**EXCERPT TO READ:**
NEW ORLEANS — People who taste bitterness in food strongly are nearly twice as likely to eat more than the minimum recommended daily limit of sodium, according to preliminary research presented Sunday.

The study analyzed data of 407 people in rural Kentucky who have two or more heart disease risk factors and were participating in cardiovascular disease risk-reduction research, including the effects of genes. Researchers examined participants’ dietary habits and associations with a variant of a gene that influences how keenly people perceive bitter taste.

“What we think goes on is that these patients are looking to offset that bitter in their food,” said lead author Jennifer Smith, a University of Kentucky nurse and doctoral student. She conducted the analysis with senior study author and associate professor Gia Mudd-Martin, also at Kentucky.

This and further research, she said, could help health providers and nutritionists tailor heart-healthy diets to an individual’s genetic taste predisposition, to help them find alternatives in spices or flavors to offset acute bitter or other tastes.

Sodium, found in dietary salt and often present in processed, prepacked, and restaurant foods, is a risk factor for developing high blood pressure, which can lead to heart attacks and strokes. The American Heart Association recommends no more than 2,300 milligrams a day and an ideal limit of no more than 1,500 mg per day.

[Entries in a dataset]
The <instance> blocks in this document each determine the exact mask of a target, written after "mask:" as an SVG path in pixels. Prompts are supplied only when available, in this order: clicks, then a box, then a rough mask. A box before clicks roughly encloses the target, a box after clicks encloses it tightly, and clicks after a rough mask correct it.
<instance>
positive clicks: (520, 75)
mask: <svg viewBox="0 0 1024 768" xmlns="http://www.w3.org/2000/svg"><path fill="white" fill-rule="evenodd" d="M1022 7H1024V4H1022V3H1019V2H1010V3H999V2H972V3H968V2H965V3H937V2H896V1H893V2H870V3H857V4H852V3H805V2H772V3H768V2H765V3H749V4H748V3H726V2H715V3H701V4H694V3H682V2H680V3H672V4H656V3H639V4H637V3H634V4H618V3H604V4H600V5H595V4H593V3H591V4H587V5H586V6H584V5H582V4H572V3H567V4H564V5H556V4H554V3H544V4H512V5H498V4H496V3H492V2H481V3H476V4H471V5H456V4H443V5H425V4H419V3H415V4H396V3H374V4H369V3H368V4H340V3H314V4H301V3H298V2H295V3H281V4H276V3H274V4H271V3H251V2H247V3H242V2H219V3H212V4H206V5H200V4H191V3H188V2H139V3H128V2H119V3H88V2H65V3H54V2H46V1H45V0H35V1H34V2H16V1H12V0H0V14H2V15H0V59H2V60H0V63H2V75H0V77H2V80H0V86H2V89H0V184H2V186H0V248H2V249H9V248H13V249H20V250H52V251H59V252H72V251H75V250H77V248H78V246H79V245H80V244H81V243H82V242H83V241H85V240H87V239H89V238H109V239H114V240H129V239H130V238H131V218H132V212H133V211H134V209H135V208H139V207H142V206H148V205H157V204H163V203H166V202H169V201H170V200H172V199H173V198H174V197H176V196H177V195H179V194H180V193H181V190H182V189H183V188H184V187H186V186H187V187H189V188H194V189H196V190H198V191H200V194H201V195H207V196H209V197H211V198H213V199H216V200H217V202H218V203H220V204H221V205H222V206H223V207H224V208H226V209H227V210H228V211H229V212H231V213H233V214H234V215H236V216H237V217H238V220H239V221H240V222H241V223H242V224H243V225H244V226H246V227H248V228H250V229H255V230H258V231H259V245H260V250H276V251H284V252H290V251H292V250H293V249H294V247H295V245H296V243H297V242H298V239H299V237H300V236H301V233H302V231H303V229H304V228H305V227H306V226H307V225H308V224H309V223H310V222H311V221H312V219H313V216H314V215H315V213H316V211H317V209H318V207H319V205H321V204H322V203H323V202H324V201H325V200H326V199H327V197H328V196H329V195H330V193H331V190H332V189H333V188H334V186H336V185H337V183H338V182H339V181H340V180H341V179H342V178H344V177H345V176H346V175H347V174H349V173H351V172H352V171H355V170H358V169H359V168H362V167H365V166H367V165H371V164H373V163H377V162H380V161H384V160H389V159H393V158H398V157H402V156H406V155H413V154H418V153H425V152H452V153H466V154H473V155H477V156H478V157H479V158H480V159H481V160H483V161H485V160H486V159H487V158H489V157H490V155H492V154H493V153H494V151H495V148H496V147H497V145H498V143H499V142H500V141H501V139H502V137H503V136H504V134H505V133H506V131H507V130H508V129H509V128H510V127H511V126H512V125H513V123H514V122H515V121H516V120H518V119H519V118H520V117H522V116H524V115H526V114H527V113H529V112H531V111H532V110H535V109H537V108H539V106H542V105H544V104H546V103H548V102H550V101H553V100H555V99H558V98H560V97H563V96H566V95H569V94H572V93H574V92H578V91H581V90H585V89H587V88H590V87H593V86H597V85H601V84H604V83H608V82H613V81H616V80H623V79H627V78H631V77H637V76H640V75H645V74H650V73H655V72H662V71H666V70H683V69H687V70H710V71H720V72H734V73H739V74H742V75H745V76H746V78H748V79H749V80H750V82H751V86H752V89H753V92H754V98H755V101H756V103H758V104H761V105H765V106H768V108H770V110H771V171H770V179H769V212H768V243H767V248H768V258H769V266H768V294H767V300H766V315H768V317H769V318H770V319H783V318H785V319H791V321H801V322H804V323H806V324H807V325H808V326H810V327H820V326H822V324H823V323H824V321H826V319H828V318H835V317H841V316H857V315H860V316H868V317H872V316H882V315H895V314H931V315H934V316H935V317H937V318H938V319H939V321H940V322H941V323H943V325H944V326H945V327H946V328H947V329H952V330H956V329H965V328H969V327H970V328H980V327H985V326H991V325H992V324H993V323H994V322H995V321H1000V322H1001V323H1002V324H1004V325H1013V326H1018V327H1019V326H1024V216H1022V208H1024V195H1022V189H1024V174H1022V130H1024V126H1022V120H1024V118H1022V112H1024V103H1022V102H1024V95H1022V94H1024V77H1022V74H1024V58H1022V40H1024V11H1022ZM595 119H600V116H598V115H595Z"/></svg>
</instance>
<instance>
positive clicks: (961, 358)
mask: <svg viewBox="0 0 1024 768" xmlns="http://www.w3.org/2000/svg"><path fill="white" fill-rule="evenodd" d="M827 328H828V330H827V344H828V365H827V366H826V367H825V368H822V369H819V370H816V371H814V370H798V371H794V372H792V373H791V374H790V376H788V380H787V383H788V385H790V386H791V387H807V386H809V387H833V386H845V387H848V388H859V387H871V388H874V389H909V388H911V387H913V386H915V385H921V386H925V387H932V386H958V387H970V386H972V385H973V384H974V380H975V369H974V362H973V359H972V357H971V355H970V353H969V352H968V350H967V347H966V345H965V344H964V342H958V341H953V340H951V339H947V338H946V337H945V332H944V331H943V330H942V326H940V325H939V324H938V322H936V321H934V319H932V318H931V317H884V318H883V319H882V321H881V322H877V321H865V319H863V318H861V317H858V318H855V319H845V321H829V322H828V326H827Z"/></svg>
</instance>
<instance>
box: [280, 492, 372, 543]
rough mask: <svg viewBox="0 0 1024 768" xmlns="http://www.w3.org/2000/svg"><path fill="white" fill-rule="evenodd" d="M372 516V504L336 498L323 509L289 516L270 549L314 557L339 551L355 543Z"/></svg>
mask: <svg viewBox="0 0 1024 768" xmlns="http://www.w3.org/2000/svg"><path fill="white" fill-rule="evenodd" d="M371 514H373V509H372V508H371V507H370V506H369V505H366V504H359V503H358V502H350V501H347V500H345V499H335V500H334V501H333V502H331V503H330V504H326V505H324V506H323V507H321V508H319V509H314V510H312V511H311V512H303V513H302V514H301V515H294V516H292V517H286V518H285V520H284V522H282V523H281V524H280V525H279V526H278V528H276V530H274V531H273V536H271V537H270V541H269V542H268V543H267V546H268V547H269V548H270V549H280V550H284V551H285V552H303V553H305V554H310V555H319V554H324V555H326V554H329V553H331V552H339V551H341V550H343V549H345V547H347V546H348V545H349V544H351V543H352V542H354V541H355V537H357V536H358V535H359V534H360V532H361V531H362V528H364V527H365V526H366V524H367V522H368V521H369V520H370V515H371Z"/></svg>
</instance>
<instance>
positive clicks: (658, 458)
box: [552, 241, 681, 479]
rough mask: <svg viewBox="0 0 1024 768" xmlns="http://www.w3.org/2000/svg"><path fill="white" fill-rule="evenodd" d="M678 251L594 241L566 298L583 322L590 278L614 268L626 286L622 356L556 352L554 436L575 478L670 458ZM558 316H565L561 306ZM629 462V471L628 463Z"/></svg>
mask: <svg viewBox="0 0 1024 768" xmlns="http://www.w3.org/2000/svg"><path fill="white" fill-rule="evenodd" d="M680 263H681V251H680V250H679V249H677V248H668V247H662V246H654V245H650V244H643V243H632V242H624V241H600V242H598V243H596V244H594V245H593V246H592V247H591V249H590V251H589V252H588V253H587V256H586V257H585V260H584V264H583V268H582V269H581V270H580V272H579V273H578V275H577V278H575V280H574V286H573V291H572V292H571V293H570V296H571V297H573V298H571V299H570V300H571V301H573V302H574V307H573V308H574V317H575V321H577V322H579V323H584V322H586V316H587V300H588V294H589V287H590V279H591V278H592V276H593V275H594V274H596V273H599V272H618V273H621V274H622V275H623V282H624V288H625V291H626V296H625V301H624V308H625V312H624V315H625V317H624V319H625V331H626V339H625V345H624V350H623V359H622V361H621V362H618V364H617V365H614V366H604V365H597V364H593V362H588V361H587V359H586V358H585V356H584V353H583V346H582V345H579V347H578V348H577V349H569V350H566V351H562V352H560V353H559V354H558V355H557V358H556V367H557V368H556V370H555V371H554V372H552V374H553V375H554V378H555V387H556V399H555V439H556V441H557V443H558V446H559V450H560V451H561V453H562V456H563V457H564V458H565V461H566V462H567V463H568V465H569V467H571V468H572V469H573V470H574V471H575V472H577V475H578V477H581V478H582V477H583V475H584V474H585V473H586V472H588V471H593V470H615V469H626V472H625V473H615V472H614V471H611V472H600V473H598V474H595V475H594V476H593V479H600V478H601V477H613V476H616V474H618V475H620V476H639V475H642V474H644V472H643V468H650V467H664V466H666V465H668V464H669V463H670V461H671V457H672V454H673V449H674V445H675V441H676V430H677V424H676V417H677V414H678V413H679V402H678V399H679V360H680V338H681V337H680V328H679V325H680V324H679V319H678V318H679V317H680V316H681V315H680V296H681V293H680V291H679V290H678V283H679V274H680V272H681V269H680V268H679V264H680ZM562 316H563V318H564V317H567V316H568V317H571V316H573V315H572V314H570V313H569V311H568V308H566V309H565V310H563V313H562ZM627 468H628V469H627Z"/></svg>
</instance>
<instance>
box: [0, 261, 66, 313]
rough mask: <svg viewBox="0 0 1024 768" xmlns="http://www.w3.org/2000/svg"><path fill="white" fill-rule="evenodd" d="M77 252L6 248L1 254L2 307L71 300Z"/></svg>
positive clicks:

**WHAT TO DO:**
1 - List the kinds of food that the article on bitter taste and sodium says often contain sodium.
2 - Sum up the article on bitter taste and sodium in two sentences.
3 - Based on the article on bitter taste and sodium, explain in one or two sentences why sodium is a health risk.
The entries aren't used for any of this work.

**ANSWERS TO THIS EXERCISE:**
1 - Processed foods, prepacked foods, and restaurant foods.

2 - Preliminary research on 407 people in rural Kentucky with two or more heart disease risk factors found that people who taste bitterness strongly are nearly twice as likely to eat more sodium than the recommended daily limit. The researchers looked at participants' eating habits and at a gene variant that affects how keenly people taste bitterness, and the lead author said this kind of research could help providers fit heart-healthy diets to a person's genetic taste.

3 - Sodium is a risk factor for developing high blood pressure. High blood pressure can lead to heart attacks and strokes.